▸ **Exercise requirements**
Pull out every line of the records containing the word "lake", matching its case exactly.

════════════════

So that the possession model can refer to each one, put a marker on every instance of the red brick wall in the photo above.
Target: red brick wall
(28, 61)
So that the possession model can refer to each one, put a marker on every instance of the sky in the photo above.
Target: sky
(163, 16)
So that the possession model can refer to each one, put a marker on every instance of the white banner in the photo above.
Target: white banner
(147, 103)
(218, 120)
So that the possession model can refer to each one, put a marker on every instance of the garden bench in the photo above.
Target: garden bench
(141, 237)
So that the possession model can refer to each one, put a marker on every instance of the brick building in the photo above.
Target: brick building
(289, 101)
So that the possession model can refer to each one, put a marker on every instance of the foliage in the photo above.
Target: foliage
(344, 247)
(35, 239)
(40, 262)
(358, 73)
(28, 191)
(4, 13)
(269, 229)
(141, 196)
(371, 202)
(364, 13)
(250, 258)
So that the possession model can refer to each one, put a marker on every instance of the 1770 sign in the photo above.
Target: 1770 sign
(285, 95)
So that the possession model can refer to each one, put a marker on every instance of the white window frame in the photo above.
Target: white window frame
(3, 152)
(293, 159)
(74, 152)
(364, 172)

════════════════

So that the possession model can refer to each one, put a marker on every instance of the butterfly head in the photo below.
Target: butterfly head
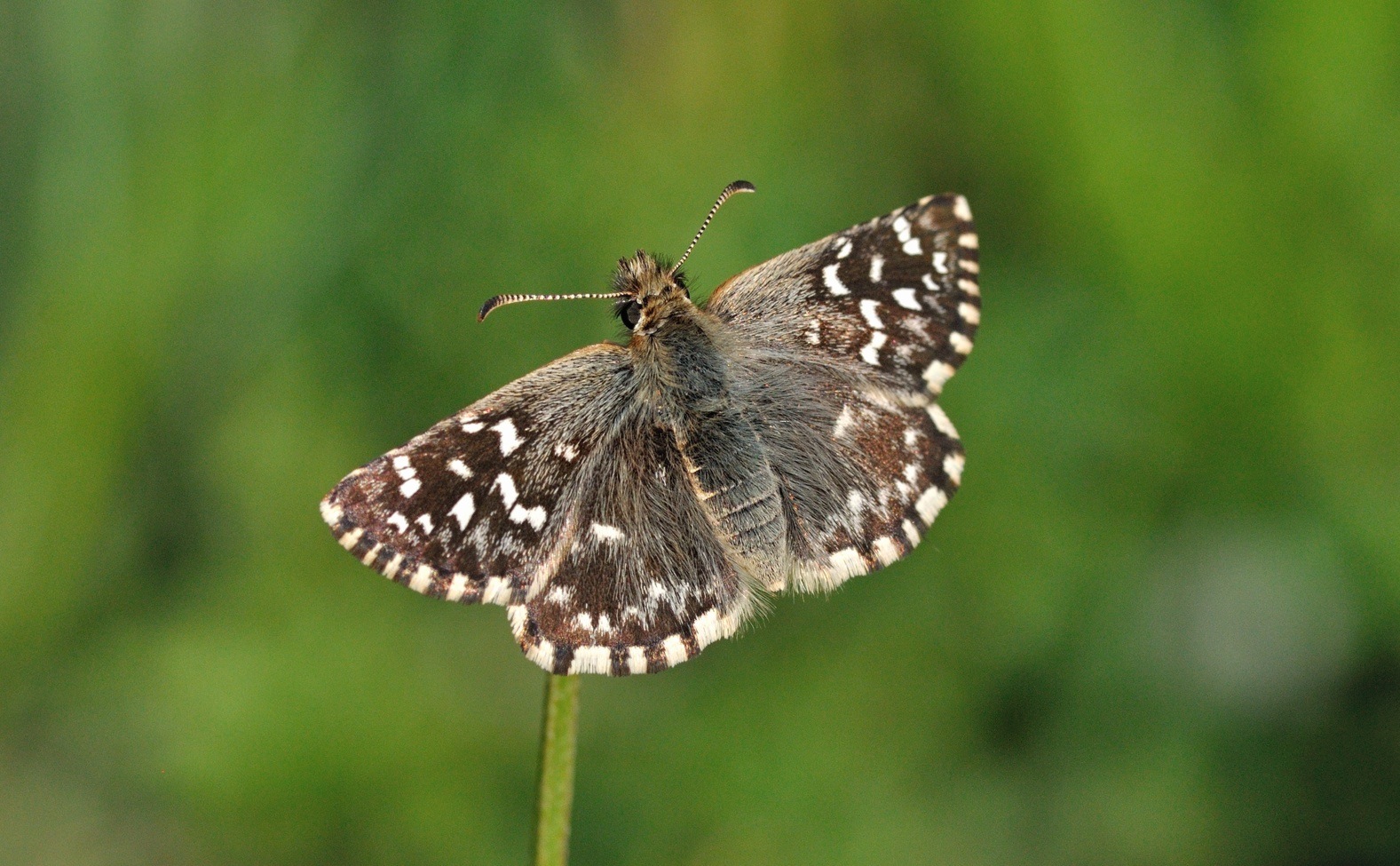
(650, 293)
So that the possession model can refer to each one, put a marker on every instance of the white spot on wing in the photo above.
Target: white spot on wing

════════════════

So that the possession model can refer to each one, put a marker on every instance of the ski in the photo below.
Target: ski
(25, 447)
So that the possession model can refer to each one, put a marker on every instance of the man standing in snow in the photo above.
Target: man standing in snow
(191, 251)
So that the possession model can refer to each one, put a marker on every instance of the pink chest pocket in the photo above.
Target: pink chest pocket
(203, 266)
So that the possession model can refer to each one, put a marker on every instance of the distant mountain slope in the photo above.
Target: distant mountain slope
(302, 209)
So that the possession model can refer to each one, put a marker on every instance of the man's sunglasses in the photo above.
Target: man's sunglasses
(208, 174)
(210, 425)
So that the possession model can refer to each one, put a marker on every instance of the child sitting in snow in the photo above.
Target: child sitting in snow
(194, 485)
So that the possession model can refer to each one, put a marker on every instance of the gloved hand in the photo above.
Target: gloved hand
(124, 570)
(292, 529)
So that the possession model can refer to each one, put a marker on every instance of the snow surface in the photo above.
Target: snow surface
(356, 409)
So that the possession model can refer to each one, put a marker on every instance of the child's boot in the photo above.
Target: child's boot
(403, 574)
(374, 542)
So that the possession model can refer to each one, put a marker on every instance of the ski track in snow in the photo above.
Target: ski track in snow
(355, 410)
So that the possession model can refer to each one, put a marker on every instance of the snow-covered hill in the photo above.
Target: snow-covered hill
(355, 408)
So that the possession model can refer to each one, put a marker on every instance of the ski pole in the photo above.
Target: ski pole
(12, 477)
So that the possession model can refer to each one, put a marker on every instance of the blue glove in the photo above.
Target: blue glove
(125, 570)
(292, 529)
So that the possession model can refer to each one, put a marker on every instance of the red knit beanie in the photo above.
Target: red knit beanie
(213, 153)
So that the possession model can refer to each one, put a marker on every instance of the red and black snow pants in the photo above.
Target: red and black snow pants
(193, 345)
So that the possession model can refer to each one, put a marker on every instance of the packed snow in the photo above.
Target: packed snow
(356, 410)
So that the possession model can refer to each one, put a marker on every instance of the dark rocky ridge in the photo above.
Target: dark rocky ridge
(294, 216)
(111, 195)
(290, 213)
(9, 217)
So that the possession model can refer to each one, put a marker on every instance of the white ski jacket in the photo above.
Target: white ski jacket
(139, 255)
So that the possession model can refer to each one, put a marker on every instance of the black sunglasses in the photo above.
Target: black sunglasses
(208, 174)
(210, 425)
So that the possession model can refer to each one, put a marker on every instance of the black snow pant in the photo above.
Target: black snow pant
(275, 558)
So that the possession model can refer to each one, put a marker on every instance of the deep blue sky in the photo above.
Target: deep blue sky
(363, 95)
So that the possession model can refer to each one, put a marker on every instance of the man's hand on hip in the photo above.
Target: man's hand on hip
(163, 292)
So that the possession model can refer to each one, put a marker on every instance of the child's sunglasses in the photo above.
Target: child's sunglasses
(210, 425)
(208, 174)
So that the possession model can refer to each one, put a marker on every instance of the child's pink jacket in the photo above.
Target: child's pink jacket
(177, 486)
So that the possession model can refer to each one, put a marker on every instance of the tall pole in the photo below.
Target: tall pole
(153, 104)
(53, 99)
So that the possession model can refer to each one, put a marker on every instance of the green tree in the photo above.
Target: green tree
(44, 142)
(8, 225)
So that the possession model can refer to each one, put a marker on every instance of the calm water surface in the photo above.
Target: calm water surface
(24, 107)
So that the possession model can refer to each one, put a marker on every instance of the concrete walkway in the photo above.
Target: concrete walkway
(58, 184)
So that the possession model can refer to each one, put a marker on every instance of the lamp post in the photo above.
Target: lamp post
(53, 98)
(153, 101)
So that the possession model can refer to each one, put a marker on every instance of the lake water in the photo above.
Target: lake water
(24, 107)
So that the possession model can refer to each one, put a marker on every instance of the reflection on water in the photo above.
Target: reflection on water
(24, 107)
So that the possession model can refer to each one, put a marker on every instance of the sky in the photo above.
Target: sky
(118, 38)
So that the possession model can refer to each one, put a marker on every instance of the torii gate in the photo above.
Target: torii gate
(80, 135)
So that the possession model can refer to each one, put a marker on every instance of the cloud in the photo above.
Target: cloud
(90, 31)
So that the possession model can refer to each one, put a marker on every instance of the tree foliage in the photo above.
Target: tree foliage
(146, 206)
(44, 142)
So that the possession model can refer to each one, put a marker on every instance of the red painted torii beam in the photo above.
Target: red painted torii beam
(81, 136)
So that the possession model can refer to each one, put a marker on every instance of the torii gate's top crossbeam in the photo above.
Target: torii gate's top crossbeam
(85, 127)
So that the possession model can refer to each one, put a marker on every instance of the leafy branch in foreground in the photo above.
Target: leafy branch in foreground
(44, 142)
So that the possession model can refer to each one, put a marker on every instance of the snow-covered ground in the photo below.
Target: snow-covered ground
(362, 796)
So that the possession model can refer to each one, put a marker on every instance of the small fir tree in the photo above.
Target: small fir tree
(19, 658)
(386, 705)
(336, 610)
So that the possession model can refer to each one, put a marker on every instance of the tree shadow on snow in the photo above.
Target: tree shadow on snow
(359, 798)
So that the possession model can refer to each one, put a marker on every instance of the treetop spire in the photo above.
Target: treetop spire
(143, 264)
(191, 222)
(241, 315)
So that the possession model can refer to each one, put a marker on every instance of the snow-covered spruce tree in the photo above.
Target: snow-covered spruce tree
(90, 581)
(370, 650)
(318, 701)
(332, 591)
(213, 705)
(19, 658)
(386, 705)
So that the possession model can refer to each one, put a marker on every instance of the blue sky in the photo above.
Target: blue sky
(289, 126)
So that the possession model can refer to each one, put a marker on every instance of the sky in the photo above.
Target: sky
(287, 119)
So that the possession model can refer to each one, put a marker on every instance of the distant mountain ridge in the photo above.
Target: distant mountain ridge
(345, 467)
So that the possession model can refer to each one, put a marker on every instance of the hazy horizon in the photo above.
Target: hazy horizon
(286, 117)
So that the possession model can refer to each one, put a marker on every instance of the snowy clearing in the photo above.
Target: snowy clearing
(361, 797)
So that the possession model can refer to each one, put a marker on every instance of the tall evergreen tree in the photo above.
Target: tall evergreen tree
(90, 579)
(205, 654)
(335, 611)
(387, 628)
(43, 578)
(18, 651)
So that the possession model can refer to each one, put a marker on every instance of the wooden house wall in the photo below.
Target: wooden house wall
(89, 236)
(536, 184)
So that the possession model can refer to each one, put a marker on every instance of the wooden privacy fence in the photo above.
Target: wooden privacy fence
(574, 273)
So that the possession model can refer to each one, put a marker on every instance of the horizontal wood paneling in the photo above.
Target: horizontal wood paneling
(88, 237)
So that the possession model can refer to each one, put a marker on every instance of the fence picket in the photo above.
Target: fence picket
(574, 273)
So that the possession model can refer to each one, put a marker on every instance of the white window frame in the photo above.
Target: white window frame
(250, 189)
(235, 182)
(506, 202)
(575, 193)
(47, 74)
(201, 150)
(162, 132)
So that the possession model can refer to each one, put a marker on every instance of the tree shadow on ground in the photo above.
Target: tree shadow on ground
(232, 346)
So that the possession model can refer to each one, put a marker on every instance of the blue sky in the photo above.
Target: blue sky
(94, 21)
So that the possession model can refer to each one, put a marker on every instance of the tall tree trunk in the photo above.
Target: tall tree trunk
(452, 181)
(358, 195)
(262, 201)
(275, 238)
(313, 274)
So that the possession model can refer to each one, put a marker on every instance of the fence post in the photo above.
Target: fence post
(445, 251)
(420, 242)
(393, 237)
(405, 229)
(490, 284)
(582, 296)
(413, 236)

════════════════

▸ **Result of this exercise**
So that the possession model can refer to each one, put a marker on every instance of the lake water in the photo above.
Target: lake water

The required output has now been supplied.